▸ **REQUIREMENTS**
Edit the listing below so that every "thickest part" reads "widest part", and keep all other text unchanged.

▸ **RECORDS SUPPLIED**
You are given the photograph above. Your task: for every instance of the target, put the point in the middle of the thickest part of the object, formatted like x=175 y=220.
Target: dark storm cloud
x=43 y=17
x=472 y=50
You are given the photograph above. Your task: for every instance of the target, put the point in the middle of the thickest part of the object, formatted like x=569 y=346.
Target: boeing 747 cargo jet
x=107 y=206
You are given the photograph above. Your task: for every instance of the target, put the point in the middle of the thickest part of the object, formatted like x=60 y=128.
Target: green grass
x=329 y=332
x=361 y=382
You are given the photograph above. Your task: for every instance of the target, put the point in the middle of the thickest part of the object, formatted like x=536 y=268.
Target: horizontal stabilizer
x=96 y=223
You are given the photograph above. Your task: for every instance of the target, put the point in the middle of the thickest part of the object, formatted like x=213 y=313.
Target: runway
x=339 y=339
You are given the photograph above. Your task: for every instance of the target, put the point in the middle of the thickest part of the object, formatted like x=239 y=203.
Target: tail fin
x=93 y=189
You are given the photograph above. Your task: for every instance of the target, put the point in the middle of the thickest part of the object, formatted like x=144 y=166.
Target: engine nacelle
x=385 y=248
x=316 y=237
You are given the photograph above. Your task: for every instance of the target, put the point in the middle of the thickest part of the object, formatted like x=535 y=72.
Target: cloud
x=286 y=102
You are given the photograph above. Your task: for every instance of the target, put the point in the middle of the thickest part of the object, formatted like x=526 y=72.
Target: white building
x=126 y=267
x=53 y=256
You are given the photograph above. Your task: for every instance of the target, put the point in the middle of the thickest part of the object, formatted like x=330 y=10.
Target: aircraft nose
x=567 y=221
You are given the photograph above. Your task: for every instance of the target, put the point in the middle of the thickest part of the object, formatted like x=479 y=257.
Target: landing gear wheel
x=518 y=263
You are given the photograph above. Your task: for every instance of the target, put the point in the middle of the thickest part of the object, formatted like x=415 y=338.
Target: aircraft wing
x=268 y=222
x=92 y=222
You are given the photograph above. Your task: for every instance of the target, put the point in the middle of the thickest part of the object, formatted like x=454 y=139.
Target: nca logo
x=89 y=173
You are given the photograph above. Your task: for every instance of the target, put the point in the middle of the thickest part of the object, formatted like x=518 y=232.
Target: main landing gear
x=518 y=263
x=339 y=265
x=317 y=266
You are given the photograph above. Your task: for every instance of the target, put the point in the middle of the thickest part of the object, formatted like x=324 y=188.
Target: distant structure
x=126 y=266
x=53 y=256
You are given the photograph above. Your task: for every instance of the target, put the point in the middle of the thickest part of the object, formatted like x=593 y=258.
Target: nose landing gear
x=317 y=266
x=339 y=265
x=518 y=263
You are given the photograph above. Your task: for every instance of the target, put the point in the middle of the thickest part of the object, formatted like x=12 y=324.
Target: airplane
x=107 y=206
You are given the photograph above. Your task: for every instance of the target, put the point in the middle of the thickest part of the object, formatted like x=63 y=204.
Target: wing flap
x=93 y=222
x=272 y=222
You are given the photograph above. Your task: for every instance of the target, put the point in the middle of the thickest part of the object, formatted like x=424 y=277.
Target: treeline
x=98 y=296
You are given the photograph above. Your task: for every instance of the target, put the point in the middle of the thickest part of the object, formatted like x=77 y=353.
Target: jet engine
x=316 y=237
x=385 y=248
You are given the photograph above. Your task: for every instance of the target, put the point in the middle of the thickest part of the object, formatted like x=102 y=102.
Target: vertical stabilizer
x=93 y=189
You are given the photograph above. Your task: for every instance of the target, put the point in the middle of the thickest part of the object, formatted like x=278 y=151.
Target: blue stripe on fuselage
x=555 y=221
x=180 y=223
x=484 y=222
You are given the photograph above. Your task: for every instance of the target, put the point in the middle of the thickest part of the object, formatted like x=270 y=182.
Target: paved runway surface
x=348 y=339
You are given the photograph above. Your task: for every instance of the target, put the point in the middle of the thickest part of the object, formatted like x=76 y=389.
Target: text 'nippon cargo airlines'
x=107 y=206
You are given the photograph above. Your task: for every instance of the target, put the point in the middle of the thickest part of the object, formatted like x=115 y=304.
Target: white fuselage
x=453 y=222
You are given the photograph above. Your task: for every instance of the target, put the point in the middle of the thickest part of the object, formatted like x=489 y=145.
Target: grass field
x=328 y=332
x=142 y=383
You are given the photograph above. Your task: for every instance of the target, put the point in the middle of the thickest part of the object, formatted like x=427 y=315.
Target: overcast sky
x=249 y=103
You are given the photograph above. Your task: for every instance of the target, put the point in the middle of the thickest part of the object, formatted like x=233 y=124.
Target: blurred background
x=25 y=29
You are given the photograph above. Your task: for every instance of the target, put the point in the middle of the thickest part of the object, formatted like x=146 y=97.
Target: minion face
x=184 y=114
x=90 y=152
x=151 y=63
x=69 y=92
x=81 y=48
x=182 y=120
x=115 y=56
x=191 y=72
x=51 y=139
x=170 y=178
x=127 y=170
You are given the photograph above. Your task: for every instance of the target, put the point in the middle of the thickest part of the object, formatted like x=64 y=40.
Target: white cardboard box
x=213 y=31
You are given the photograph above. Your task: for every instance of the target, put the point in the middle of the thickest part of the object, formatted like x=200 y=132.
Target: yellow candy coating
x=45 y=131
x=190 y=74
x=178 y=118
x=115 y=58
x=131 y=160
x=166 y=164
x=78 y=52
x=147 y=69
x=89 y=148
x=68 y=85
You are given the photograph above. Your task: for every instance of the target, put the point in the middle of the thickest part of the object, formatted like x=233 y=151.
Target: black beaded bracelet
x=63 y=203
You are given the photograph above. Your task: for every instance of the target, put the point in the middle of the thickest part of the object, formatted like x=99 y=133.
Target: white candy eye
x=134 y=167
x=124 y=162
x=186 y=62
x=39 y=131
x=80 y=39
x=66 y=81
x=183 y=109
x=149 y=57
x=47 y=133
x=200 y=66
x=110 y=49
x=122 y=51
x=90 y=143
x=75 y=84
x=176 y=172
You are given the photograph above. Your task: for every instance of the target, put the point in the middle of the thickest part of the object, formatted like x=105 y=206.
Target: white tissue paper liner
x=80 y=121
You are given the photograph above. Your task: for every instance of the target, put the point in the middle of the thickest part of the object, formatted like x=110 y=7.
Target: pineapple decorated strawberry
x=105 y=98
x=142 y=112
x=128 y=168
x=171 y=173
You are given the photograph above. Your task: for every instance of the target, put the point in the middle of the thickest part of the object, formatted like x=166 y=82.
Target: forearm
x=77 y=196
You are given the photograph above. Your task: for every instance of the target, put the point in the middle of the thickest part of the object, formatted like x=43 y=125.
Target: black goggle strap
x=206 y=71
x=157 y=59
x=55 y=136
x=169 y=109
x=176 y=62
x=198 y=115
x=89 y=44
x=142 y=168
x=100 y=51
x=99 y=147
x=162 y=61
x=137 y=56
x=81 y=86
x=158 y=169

▸ **OUTPUT BELOW**
You are given the photograph above. Your task: for every instance of the target, put the point in the middle of the widest part of the object, formatted like x=175 y=220.
Target: dark storm cloud
x=43 y=17
x=472 y=50
You are given the photograph above. Your task: for every instance of the target, put the point in the middle of the widest part of the object, formatted like x=569 y=346.
Target: boeing 747 cargo jet
x=107 y=206
You are given the photograph above. Your task: for every instance of the target, put the point in the middle of the widest part of the object, formatted like x=60 y=128.
Target: green grass
x=329 y=332
x=361 y=382
You are given the photograph above. Your task: for every instance of the target, put the point in the middle of the widest part of the object, formatted like x=536 y=268.
Target: horizontal stabilizer
x=96 y=223
You are given the photograph above. Your task: for every instance of the target, put the point in the middle of the widest part of the object, formatted like x=213 y=313.
Target: runway
x=339 y=339
You are given the photograph above. Your task: for every instance of the target, put the point in the middle of the widest part of the object, formatted like x=239 y=203.
Target: tail fin
x=93 y=189
You are given the photograph above. Your task: for every instance of the target, put the point in the middle of the widest part of the object, formatted like x=144 y=166.
Target: engine nacelle
x=385 y=248
x=316 y=237
You are given the photograph above. Your task: for every instance of the target, put the point in the middle of the widest part of the object, formatted like x=535 y=72.
Target: cloud
x=286 y=102
You are given the photograph above. Your task: for every instance of the target, put the point in the middle of the widest part of the object, formatted like x=526 y=72.
Target: white building
x=126 y=267
x=53 y=256
You are given the photograph above. Your task: for every instance of the target, put the point in the middle of the widest part of the object, formatted like x=330 y=10.
Target: aircraft nose
x=567 y=221
You are given the photograph above. Your task: for every instance of the target, put the point in the middle of the widest part of the object, formatted like x=479 y=257.
Target: landing gear wheel
x=518 y=263
You are given the photograph above. Your task: for every instance of the target, put the point in the middle of the widest part of the object, formatted like x=415 y=338.
Target: aircraft wing
x=268 y=222
x=92 y=222
You are given the photograph above. Your task: for every instance of the target, put the point in the middle of the widest part of the object, formatted like x=454 y=139.
Target: nca logo
x=89 y=173
You are given the photograph above. Your task: for every instance of the target, put the point in the middle of the widest part of the object, formatted like x=518 y=232.
Target: main landing gear
x=518 y=263
x=339 y=265
x=317 y=266
You are given the photograph above. Your task: for every instance of the target, put the point in the middle of the widest part of the object, formatted like x=324 y=188.
Target: distant structure
x=126 y=266
x=53 y=256
You are given the photograph above. Your task: for every instance of the target, put the point in the middle of the widest part of the object, formatted like x=593 y=258.
Target: nose landing gear
x=317 y=266
x=339 y=265
x=518 y=263
You are given the photograph above. Your task: for every instance of the target, put the point in the middle of the widest part of the object, formatted like x=12 y=324.
Target: airplane
x=107 y=206
You are given the photograph above. Your task: for every instance of the target, put the point in the middle of the widest part of the object, formatted like x=63 y=204.
Target: wing flap
x=93 y=222
x=272 y=222
You are given the photograph above. Your task: for every instance of the target, put the point in the middle of the widest part of the object, formatted like x=424 y=277.
Target: treeline
x=98 y=296
You are given the photograph above. Your task: for every instance of the target, put the point in the middle of the widest part of the object, formatted like x=77 y=353.
Target: jet engine
x=316 y=237
x=385 y=248
You are given the photograph above. Your task: for every instance of the target, put the point in the middle of the widest part of the object, formatted like x=102 y=102.
Target: vertical stabilizer
x=93 y=189
You are given the photograph above. Your task: for every instance of the target, put the point in the middle of the widest part of the object, formatted like x=278 y=151.
Target: blue stripe on fuselage
x=555 y=221
x=180 y=223
x=484 y=222
You are given the photograph above. Your task: for every instance of the target, put the point in the middle of the widest part of the object, formatted like x=270 y=182.
Target: paved runway surface
x=348 y=339
You are given the photograph above. Your task: for every instance of the target, put the point in the middle of the widest part of the object, formatted like x=76 y=389.
Target: text 'nippon cargo airlines'
x=107 y=206
You are given the photograph above. Your task: for every instance of the target, put the point in the middle of the widest part of the object, formatted like x=115 y=304.
Target: white fuselage
x=453 y=222
You are given the photograph above. Your task: for every instance of the target, put the point in the middle of the widest part of the object, formatted like x=489 y=145.
Target: grass field
x=328 y=332
x=142 y=383
You are given the photograph above. Your task: for every instance of the target, put the point in the middle of the widest part of the object, formatted like x=427 y=315.
Target: overcast sky
x=249 y=103
You are given the photograph above. Your task: for every instance of the target, put the point in the middle of the widest part of the object, formatted like x=233 y=124.
Target: blurred background
x=25 y=29
You are given the photograph above. Your task: for every instance of the target, put the point in the middle of the widest part of the object, formatted like x=146 y=97.
Target: minion face
x=184 y=114
x=90 y=152
x=151 y=63
x=69 y=92
x=81 y=48
x=182 y=120
x=115 y=56
x=191 y=72
x=51 y=139
x=170 y=178
x=127 y=170
You are given the photograph above. Your task: for every instance of the target, put the point in the middle of the widest part of the object, formatted like x=64 y=40.
Target: white cardboard box
x=213 y=31
You are given the photograph above. Your task: for every instance of the target, put the point in the middle of the widest part of the object, formatted like x=200 y=132.
Target: yellow candy coating
x=45 y=131
x=190 y=74
x=178 y=118
x=115 y=58
x=131 y=160
x=166 y=164
x=78 y=52
x=147 y=69
x=89 y=148
x=68 y=85
You are given the photograph above. Your task: for every instance of the target, put the point in the middle of the widest part of the object, formatted like x=233 y=151.
Target: black beaded bracelet
x=63 y=203
You are given the photograph above. Your task: for every instance of the target, put the point in the middle of the widest part of the object, formatted like x=99 y=133.
Target: white candy eye
x=134 y=167
x=124 y=162
x=186 y=62
x=39 y=131
x=80 y=39
x=66 y=81
x=183 y=109
x=149 y=57
x=47 y=133
x=200 y=66
x=110 y=49
x=122 y=51
x=90 y=143
x=75 y=84
x=176 y=172
You are given the photograph above. Your task: for every instance of the target, put the point in the middle of the widest part of the object, formatted like x=105 y=206.
Target: white tissue paper liner
x=80 y=121
You are given the photograph above. Your task: for every instance of the target, put the point in the middle of the widest part of the object, formatted like x=110 y=7.
Target: pineapple decorated strawberry
x=105 y=98
x=142 y=112
x=128 y=168
x=171 y=173
You are given the photograph above. Your task: for every instance of the target, put the point in the middle of the widest part of the object, formatted like x=166 y=82.
Target: forearm
x=77 y=196
You are given the photograph above. Your task: for every instance of the target, put the point in the middle of the widest part of the object, formatted like x=43 y=125.
Target: black goggle strap
x=206 y=71
x=157 y=59
x=55 y=136
x=169 y=109
x=176 y=62
x=198 y=115
x=89 y=44
x=142 y=168
x=100 y=51
x=99 y=147
x=162 y=61
x=137 y=56
x=81 y=86
x=158 y=169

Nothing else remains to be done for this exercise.